TEXT PROVIDED:
BY-LAWS OF THE
PARKERS CROSSROADS BATTLEFIELD ASSOCIATION

ADOPTED SEPTEMBER 14, 1993

ARTICLE I - NAME

This organization, incorporated under the laws of the State of Tennessee, shall be known as Parkers Crossroads Battlefield Association, hereinafter called “Corporation.”

ARTICLE II - PRINCIPAL OFFICE

The principal office of the corporations shall be located in Henderson County, Tennessee.

 ARTICLE III - PURPOSE

The purpose of the Corporation is to identify, preserve, maintain and recognize sites of Civil War battles, skirmishes, encampments, troop movements and other places having war-related significance located within Henderson County in order to protect and maintain a position of such county’s irreplaceable historical wealth for this and future generations.

ARTICLE IV - DIRECTORS

Section 1.  The business and management of the Corporation shall be conducted by a board of directors, hereinafter referred to as the “Board.”

Section 2.  Number and Terms of Board.  The Board of Directors shall consist of fifteen (15) members, hereinafter called directors.  Each director shall be elected for a three (3) year term, but the terms of the initial board shall be staggered so that five (5) directors are elected for terms of one (1) year, five (5) directors for terms of two (2) years, and five (5) directors for terms of three (3) years.  Thereafter, all directors shall be elected for full three (3) year terms.  The length of term of each initial director shall be designated prior to the election of such initial board.

Section 3.  Election of Directors.  Directors shall be elected by the voting membership of the Corporation at the annual general meeting.  The president may appoint a nominating committee to present a slate of proposed directors, but any member shall have the right to nominate a director from the floor.

Section 4.  Ex-Officio Directors.  The following officials shall serve as ex-officio members of the Board of Directors:  the immediate past president of the Corporation, if such president is not re-elected to the Board, the Mayor of the City of Parkers Crossroads, the County Executive of Henderson County, Henderson County Chamber of Commerce Tourism Committee chairman, Executive Director of the Southwest Tourism of Southwest Tennessee and Chairman of Tourism Association, Editor of the Lexington Progress.  The Board may appoint such other persons to serve as ex-officio directors as it deems necessary of desirable to further the purposes of the Corporation.  Ex-officio directors shall serve in an advisory capacity and shall have no vote with respect to the conduct of the business of the Corporation.
 

Section 5.  Action by Majority Vote.  The action of a majority of the Board of Directors present and voting at any meeting at which a quorum is present shall be deemed the action of the entire Board.

Section 6.  Quorum.  Eight (8) members of the Board of Directors of the Corporation shall constitute a quorum.

Section 7.  Officers.  Five (5) members of the Board shall be elected by the voting members of the Corporation to serve as president, vice-president, secretary, treasurer, and membership chairman of the Corporation.  Such officers shall serve a term of two (2) years, but any officer may be re-elected to serve additional or consecutive two (2) year terms.

Section 8.  Agents.  The Board of Directors shall have the power to appoint officers, attorneys, or any agent deemed appropriate for the proper transaction of the business of the Corporation.

Section 9.  Removal.  Any director whose activities are deemed to be inconsistent with the purposes and objectives of the Corporation or whose unauthorized conduct exposes the Corporation to liability or disrepute may be removed from the Board by a two-thirds (2/3) vote of the elected board members. Any director who, without good cause, misses more than three (3) consecutive regular or special Board meetings may be removed from the Board by a two-thirds (2/3) vote of the elected Board members.

REQUESTS:
- a) According to the by-laws, which offices are the five elected officers chosen to fill?
- b) Set down the passage of the by-laws starting with "Section 6.  Quorum.  Eight" and going on through "transaction of the business of the Corporation.".
The dataset items aren't needed for anything here.

(Dataset items)
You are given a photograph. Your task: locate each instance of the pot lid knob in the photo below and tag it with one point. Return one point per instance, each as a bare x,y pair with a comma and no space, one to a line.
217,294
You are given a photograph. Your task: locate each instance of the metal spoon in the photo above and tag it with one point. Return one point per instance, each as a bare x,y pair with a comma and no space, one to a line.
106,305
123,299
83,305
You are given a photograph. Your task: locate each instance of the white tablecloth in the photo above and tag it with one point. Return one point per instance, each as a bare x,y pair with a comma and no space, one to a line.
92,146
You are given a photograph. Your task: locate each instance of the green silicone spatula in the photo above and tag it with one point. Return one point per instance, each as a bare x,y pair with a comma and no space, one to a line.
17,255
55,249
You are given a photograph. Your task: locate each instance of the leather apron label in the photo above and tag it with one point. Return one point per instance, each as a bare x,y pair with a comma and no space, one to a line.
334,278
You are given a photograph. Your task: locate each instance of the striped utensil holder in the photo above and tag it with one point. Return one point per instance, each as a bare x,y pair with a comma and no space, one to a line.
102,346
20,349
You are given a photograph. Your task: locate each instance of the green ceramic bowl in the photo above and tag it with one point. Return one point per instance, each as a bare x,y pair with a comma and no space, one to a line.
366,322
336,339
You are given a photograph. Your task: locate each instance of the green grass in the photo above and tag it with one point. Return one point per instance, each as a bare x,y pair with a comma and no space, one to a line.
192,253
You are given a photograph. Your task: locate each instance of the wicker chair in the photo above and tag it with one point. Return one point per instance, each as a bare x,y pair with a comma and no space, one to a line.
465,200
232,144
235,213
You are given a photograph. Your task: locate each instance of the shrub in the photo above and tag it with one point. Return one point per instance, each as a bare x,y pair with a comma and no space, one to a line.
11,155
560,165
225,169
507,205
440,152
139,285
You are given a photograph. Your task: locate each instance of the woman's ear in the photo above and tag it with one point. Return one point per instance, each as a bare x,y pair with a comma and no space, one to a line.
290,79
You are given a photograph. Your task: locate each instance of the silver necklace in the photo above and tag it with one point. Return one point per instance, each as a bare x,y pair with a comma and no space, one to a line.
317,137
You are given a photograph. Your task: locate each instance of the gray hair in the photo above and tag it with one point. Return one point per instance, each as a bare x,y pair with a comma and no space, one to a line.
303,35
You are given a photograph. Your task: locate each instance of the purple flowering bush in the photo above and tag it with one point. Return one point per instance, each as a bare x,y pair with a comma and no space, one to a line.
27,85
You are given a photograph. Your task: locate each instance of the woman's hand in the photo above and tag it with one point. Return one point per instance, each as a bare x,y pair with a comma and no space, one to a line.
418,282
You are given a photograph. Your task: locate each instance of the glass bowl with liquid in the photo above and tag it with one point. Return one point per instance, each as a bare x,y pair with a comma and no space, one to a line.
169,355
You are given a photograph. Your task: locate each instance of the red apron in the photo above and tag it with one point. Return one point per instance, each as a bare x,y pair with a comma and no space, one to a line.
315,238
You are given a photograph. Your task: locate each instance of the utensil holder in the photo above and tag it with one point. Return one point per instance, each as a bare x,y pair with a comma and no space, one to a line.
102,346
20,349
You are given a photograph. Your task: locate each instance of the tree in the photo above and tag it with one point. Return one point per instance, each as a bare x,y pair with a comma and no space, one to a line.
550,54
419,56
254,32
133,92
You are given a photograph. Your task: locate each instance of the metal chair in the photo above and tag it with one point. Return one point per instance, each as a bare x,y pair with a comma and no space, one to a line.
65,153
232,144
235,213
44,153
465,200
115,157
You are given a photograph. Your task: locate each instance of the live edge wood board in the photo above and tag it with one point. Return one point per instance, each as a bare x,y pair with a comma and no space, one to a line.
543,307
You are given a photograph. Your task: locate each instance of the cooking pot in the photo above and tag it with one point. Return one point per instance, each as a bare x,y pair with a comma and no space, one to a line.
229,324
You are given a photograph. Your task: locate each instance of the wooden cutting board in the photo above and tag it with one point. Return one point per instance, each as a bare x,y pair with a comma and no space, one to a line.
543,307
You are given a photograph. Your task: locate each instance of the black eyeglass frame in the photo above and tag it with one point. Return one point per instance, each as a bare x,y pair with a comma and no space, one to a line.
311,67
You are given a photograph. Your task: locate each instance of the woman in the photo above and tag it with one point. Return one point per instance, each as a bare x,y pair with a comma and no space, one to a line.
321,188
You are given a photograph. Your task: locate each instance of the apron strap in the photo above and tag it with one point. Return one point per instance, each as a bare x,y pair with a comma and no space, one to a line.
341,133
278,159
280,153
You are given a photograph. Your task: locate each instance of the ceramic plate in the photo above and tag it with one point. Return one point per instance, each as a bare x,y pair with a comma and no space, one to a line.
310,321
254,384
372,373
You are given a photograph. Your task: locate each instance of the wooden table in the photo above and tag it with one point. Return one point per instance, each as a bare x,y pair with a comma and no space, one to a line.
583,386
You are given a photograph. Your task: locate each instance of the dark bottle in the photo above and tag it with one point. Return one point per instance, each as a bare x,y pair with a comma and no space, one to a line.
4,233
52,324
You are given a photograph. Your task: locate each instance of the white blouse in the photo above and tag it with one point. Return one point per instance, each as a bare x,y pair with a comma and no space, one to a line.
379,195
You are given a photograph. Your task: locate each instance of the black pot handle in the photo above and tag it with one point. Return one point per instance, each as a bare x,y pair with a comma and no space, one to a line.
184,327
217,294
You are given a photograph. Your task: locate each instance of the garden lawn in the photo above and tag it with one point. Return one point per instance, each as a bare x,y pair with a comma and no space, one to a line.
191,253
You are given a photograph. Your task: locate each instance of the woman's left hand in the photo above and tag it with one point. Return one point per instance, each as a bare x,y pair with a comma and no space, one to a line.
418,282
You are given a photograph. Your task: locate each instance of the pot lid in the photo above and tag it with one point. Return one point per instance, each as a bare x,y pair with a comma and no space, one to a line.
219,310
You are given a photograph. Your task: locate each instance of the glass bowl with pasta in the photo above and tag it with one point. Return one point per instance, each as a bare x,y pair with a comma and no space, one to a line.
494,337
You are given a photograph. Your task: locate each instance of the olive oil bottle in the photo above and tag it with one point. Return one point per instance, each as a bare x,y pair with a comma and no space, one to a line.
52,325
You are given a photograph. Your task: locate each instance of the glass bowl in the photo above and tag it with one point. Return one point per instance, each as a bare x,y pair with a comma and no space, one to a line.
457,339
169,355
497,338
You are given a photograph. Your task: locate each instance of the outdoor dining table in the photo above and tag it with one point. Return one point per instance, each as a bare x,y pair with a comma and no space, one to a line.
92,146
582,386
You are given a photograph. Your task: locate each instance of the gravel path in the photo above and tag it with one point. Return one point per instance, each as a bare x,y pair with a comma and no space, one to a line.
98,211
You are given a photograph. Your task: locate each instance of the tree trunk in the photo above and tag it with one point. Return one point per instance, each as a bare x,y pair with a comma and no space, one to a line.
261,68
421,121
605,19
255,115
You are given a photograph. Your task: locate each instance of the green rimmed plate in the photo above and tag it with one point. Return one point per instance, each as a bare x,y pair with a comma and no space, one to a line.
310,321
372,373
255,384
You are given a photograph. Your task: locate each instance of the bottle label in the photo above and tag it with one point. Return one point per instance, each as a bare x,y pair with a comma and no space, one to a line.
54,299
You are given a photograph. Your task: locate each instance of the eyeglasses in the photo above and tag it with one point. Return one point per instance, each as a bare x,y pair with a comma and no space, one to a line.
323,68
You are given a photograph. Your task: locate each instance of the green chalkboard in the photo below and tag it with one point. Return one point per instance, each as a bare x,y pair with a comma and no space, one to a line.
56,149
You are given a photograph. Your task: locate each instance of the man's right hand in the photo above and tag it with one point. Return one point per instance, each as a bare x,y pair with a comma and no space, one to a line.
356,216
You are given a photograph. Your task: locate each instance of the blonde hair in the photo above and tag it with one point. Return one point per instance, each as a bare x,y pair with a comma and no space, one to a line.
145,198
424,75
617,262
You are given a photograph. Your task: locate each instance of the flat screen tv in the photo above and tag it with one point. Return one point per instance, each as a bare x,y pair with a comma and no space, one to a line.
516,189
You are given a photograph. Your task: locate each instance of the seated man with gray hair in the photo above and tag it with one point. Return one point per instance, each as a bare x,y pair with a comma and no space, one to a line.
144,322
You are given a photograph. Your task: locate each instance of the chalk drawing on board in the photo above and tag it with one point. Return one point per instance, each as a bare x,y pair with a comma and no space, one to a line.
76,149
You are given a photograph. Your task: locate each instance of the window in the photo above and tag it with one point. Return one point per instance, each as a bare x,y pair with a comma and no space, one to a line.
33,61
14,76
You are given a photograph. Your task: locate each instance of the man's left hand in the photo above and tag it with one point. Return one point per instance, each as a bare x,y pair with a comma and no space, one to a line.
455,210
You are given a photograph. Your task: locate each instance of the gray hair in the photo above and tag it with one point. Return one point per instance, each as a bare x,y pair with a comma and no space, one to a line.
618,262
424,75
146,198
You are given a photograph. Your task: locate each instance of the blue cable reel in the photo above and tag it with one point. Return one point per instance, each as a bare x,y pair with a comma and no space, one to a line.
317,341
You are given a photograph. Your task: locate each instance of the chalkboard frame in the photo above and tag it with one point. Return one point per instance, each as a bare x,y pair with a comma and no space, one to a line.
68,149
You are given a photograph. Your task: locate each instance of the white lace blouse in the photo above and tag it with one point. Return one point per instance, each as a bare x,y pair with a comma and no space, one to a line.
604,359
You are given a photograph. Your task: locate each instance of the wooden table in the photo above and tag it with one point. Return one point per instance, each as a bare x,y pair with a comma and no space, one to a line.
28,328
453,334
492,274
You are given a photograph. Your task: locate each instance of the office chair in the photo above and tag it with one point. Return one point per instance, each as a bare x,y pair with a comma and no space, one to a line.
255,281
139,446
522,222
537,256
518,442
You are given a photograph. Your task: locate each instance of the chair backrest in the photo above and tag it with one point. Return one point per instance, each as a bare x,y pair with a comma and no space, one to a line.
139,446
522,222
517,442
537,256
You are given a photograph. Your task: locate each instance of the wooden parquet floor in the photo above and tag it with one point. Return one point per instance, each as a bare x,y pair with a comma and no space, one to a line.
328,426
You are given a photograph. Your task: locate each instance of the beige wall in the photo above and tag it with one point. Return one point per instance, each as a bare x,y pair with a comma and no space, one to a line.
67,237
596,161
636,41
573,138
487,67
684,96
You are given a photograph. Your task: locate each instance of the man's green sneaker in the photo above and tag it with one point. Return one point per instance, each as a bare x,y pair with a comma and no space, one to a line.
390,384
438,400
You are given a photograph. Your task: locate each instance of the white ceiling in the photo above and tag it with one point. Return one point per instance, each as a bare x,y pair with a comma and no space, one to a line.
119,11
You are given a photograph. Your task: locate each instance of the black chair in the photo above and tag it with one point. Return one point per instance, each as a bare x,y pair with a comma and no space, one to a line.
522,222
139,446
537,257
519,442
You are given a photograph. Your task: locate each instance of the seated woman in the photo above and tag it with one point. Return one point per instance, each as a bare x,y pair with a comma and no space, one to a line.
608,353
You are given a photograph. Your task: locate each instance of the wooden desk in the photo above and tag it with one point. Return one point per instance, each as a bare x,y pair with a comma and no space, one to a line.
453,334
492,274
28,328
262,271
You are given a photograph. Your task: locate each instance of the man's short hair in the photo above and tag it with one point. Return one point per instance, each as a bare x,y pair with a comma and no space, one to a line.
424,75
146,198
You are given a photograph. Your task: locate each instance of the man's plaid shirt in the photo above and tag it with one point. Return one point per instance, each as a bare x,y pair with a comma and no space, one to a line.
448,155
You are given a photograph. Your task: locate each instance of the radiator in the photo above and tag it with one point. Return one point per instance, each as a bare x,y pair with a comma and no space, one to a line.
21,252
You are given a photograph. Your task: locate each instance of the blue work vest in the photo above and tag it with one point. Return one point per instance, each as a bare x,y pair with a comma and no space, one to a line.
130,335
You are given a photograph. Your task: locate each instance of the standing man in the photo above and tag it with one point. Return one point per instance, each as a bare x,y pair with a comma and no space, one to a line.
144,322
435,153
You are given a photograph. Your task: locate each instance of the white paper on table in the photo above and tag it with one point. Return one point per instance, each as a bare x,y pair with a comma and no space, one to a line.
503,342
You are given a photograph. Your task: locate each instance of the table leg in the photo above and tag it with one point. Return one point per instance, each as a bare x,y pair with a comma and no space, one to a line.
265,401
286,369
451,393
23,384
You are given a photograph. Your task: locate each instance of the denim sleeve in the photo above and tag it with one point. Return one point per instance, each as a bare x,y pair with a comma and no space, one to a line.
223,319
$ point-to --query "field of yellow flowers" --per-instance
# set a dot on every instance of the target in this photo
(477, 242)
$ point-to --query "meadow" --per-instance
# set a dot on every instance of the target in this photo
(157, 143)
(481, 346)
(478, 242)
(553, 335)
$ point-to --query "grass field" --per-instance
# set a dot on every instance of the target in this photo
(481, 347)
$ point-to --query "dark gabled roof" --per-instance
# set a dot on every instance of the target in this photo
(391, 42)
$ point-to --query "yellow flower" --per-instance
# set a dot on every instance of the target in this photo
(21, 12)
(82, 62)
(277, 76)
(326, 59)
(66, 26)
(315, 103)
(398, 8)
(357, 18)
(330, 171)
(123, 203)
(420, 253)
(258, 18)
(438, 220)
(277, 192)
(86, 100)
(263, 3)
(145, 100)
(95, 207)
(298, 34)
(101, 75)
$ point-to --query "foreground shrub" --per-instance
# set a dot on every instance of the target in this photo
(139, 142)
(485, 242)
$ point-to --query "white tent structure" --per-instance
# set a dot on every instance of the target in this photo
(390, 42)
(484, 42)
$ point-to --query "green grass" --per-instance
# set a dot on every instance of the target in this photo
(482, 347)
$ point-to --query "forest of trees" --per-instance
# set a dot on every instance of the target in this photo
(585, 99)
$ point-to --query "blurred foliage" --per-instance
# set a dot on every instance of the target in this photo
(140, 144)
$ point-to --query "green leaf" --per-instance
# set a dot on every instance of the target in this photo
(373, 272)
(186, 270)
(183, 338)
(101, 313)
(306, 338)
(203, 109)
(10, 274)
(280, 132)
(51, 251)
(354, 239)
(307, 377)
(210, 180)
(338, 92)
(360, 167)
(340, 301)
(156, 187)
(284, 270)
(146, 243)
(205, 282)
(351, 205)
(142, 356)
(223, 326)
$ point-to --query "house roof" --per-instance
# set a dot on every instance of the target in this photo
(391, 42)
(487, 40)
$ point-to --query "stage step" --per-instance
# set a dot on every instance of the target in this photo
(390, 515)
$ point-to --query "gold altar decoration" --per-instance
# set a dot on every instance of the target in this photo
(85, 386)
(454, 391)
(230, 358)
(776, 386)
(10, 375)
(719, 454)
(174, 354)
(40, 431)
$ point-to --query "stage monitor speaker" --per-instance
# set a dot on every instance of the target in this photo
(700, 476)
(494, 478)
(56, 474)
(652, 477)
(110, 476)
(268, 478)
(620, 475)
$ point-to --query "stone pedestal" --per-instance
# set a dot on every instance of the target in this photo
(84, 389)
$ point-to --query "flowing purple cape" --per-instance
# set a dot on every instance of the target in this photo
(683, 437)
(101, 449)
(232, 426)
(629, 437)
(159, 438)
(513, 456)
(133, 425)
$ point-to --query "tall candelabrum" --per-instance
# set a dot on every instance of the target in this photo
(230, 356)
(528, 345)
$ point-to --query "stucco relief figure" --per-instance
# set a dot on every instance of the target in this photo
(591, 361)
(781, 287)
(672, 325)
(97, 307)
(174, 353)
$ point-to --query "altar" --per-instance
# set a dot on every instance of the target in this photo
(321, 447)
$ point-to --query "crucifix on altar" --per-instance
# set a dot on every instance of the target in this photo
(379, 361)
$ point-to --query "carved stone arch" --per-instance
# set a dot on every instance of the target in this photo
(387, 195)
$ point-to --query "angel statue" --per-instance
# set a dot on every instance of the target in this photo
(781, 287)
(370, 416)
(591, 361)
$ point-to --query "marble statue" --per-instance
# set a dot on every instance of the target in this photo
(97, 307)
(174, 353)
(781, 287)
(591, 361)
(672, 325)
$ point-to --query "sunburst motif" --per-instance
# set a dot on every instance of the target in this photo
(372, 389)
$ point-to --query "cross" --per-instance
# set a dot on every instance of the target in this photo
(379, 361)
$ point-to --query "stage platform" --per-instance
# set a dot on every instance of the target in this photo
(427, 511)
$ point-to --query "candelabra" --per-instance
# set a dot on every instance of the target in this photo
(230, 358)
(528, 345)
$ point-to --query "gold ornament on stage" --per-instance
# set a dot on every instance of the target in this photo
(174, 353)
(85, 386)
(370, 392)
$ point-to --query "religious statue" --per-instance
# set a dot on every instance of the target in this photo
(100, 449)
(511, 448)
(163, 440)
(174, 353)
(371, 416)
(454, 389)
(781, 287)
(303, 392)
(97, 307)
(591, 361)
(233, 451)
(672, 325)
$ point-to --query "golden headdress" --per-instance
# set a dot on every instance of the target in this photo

CORRECT ANSWERS:
- a)
- President
- Vice-president
- Secretary
- Treasurer
- Membership chairman

- b)
Section 6.  Quorum.  Eight (8) members of the Board of Directors of the Corporation shall constitute a quorum.

Section 7.  Officers.  Five (5) members of the Board shall be elected by the voting members of the Corporation to serve as president, vice-president, secretary, treasurer, and membership chairman of the Corporation.  Such officers shall serve a term of two (2) years, but any officer may be re-elected to serve additional or consecutive two (2) year terms.

Section 8.  Agents.  The Board of Directors shall have the power to appoint officers, attorneys, or any agent deemed appropriate for the proper transaction of the business of the Corporation.